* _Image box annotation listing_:
----------

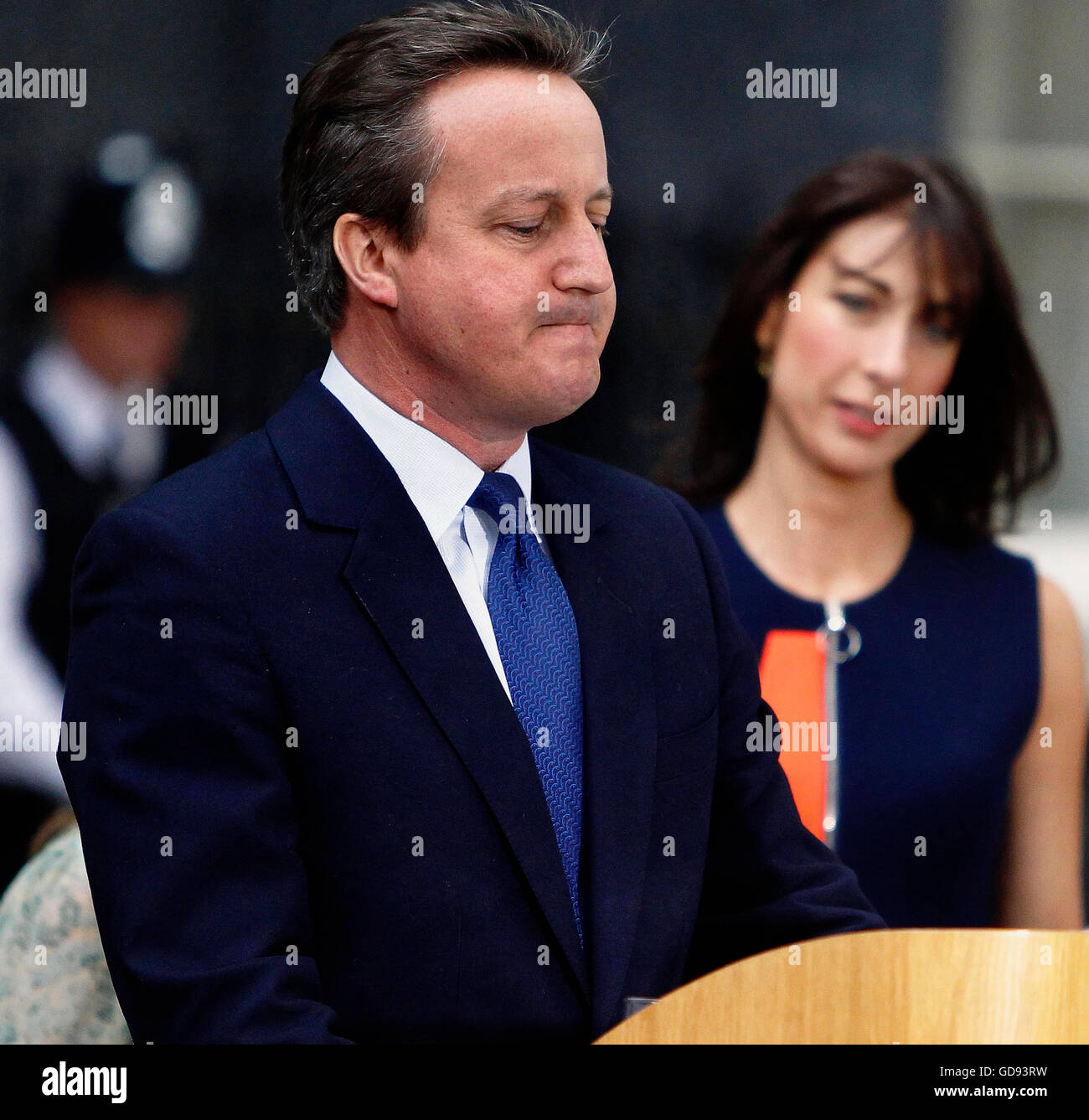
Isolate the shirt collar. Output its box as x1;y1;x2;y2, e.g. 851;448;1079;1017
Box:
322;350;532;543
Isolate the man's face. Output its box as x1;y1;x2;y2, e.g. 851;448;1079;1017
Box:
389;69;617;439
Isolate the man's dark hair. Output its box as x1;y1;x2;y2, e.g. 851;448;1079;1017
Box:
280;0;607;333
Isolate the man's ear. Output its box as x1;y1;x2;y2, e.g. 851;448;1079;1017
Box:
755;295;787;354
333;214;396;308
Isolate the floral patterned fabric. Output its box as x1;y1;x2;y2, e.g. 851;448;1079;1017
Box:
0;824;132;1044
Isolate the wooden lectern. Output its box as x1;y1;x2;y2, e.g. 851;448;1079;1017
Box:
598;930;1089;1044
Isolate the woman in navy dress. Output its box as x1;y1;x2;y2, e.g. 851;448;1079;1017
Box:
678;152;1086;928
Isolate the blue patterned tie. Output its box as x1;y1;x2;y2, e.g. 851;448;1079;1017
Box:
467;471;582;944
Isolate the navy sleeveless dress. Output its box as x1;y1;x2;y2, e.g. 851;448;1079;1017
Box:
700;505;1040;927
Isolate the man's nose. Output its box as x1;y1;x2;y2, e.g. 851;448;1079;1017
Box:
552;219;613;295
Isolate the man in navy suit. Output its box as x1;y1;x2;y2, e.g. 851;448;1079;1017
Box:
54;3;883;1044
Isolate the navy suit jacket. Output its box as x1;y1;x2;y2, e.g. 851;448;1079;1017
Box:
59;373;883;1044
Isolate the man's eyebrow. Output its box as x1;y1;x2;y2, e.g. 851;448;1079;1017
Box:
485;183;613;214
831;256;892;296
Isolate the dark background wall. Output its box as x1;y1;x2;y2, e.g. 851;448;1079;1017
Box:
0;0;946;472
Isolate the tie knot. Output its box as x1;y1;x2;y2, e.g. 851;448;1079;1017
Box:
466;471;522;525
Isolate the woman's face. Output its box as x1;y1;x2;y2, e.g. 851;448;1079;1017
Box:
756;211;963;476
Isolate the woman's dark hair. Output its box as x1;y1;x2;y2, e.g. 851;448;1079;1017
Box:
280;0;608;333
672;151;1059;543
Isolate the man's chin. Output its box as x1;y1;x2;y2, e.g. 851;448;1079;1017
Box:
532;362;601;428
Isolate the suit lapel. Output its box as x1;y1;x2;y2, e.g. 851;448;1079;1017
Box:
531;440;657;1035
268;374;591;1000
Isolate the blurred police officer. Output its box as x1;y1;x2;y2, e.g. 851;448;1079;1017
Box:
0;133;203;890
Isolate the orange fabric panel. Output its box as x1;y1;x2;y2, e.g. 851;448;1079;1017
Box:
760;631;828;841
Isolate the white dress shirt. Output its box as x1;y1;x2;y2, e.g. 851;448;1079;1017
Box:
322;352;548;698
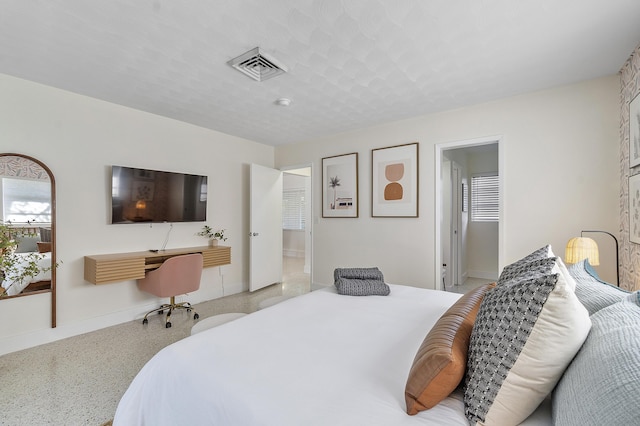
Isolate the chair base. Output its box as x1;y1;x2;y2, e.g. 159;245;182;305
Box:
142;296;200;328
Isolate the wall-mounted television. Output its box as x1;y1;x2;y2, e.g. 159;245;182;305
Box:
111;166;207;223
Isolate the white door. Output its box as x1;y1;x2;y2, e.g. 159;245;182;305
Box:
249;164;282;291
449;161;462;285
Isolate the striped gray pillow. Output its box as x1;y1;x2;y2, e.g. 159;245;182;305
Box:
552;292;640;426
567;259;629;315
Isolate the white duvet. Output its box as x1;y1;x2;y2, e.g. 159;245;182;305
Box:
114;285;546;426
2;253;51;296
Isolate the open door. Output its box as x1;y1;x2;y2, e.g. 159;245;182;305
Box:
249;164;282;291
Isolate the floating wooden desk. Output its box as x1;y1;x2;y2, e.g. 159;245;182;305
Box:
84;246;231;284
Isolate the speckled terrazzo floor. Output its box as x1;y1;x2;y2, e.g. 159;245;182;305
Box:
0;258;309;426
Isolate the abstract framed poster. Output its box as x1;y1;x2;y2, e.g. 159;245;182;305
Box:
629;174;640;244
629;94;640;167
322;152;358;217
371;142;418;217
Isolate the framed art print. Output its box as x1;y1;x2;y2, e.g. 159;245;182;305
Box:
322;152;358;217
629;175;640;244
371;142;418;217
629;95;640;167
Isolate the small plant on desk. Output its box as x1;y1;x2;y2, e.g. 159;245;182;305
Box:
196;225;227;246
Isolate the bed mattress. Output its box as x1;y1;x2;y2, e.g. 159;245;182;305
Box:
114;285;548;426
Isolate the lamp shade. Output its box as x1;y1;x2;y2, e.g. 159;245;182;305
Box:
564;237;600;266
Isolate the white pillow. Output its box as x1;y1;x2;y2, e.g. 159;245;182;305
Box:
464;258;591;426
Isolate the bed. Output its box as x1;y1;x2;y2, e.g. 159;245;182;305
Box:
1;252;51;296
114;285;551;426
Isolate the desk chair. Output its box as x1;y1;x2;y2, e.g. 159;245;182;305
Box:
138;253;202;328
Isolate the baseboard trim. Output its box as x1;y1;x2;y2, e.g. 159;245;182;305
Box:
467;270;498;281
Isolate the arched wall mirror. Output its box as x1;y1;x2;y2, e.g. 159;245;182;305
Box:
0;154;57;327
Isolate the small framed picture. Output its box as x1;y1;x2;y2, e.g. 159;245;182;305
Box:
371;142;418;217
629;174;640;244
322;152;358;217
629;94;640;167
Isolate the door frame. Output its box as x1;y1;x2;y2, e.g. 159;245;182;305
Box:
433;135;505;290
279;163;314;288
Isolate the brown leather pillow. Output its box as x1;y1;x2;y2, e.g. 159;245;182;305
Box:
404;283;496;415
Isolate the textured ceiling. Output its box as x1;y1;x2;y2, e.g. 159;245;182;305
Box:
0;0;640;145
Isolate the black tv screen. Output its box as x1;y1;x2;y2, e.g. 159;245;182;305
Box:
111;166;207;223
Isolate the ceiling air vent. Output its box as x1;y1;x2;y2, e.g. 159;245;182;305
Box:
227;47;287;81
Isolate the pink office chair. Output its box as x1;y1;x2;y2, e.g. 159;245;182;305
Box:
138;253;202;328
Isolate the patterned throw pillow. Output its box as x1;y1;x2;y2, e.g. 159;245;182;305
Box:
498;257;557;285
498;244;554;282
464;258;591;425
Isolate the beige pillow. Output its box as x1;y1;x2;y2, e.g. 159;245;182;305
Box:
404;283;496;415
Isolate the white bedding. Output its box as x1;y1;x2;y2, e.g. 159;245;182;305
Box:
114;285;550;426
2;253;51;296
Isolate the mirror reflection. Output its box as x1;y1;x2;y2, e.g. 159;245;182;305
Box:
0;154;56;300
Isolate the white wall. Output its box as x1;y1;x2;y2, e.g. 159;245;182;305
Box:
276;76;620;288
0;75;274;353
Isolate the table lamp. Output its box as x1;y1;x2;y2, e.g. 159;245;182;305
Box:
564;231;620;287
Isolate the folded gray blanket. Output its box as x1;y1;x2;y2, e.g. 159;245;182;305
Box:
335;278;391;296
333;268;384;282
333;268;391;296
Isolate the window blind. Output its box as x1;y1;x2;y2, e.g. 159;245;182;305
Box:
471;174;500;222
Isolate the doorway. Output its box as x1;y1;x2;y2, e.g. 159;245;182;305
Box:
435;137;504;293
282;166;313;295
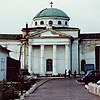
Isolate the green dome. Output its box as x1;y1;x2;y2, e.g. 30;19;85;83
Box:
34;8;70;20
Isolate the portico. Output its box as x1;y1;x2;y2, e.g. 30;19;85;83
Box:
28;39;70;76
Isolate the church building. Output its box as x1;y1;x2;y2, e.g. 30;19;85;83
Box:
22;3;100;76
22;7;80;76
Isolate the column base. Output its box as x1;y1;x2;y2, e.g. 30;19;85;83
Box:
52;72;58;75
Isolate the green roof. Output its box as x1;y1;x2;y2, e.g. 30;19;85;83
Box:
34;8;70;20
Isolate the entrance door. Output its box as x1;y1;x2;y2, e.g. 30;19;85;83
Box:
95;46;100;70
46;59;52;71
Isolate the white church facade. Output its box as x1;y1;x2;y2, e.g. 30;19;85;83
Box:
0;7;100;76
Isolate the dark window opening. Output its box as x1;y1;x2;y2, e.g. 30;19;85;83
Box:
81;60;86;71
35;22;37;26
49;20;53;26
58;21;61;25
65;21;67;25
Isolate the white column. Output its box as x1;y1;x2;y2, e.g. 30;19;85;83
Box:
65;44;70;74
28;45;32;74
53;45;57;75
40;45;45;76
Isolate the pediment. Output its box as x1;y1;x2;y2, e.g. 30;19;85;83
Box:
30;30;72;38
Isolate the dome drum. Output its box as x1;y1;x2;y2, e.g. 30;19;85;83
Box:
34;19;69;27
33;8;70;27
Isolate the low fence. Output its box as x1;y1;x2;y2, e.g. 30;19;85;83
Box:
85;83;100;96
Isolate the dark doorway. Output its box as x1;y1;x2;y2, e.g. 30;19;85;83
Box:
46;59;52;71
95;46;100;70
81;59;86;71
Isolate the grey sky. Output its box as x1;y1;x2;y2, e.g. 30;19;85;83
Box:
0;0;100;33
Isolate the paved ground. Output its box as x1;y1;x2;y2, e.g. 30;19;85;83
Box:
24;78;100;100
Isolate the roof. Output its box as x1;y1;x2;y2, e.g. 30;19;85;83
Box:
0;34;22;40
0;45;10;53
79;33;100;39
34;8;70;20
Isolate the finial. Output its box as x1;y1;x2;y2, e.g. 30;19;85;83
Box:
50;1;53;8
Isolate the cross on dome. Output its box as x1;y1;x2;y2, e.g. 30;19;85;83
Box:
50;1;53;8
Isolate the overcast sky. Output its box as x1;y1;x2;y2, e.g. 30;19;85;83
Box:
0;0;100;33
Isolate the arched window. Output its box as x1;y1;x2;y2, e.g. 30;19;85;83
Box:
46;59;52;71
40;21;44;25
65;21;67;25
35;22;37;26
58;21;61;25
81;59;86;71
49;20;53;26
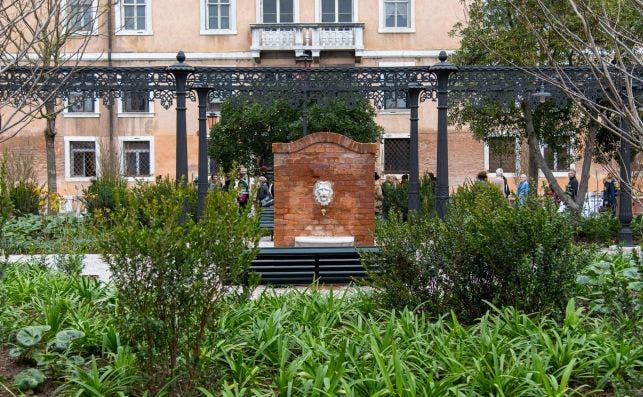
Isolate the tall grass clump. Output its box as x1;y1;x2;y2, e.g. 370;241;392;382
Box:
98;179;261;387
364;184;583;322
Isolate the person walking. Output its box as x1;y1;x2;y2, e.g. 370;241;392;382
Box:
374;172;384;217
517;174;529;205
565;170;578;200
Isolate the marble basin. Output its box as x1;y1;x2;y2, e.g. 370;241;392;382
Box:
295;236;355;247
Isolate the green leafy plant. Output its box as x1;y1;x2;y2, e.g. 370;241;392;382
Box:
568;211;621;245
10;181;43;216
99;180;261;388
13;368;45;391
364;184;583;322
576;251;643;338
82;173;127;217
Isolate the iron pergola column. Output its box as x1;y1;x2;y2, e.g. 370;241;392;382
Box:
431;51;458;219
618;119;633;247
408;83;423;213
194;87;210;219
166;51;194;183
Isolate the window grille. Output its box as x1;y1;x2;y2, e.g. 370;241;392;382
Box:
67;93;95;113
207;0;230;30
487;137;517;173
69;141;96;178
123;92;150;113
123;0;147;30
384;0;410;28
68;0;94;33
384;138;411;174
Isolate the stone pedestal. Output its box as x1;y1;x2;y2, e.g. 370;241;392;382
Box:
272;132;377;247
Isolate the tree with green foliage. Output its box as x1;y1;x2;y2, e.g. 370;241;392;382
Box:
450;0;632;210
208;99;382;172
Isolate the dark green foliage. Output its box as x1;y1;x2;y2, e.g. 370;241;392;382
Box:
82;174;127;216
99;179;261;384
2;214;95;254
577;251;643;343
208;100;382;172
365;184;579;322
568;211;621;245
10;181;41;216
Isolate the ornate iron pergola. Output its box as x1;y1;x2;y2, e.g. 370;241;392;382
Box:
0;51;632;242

----------

* _TASK PROMPT_: Copy the listing from the line with "Isolate the window grille." through the end of the listing, keeping every line exactly as it appears.

* _OUTPUT FOR THIS TASK_:
Isolate the window grille. Output its box as x1;y1;x2;y2, e.g. 370;241;392;382
Box:
67;93;95;113
207;0;230;30
487;137;517;173
69;141;96;178
123;92;150;113
123;0;147;30
384;0;410;28
68;0;94;33
384;138;411;174
Isolate the stone pedestal. Output its box as x1;y1;x2;y2, e.g. 370;241;392;382
Box:
272;132;377;247
Isolate the tree with green foliage. Output its box as x1;y1;x2;y2, e.g. 370;241;392;382
Box:
450;0;632;210
208;99;382;172
Isolate the dark green foliage. Output its box as x1;y1;x2;y2, e.g. 370;241;392;382
Box:
82;174;127;216
99;179;261;384
2;214;95;254
577;251;643;343
208;100;382;172
365;184;579;322
568;211;621;245
10;181;41;216
Isolate the ornate iron pergola. Output its box as x1;y1;x2;y2, e.g. 370;241;392;382
Box:
0;51;632;242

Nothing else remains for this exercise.